» What needs to be done: Find the string "side" in the material. Copy every line that has it.

*** Block opens ***

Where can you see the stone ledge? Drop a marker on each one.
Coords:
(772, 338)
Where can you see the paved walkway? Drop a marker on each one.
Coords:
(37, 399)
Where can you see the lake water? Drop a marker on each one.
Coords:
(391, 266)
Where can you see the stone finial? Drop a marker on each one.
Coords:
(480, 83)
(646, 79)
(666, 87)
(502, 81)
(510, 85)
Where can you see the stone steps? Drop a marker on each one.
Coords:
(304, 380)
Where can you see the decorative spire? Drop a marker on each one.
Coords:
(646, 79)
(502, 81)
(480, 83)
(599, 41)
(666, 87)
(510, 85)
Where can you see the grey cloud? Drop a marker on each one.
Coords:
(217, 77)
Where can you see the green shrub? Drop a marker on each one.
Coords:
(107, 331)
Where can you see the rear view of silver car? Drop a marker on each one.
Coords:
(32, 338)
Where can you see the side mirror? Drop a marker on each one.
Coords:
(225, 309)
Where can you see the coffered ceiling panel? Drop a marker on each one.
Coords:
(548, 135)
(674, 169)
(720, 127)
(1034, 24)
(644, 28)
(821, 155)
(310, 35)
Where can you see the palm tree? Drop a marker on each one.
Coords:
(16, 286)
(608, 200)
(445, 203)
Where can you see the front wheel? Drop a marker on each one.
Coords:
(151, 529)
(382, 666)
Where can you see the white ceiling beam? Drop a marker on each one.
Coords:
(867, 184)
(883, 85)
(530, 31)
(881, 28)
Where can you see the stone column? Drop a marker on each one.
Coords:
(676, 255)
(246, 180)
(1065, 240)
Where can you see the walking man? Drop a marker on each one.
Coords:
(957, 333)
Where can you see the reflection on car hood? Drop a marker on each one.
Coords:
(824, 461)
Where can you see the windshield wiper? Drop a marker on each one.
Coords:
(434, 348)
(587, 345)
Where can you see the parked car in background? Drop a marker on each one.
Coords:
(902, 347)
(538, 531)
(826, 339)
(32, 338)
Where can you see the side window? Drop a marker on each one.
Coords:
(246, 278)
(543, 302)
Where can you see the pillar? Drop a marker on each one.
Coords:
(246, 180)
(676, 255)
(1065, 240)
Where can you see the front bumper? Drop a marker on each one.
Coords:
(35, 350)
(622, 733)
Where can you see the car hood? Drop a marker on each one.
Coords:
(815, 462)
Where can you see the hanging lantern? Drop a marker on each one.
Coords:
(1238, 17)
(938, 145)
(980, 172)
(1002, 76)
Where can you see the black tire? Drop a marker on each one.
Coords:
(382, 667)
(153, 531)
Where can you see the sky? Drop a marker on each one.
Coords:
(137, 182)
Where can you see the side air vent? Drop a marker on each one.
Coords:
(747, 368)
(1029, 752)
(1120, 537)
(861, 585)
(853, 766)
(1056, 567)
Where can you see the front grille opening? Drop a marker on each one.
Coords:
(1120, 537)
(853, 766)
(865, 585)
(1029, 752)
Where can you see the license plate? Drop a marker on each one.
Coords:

*** Block closes ***

» Solution for this exercise:
Where can you see the side mirror? Drop a marker on each one.
Where can you see the side window? Drop a marker on each one.
Where can you see the side air vent? Drop a marker on each one.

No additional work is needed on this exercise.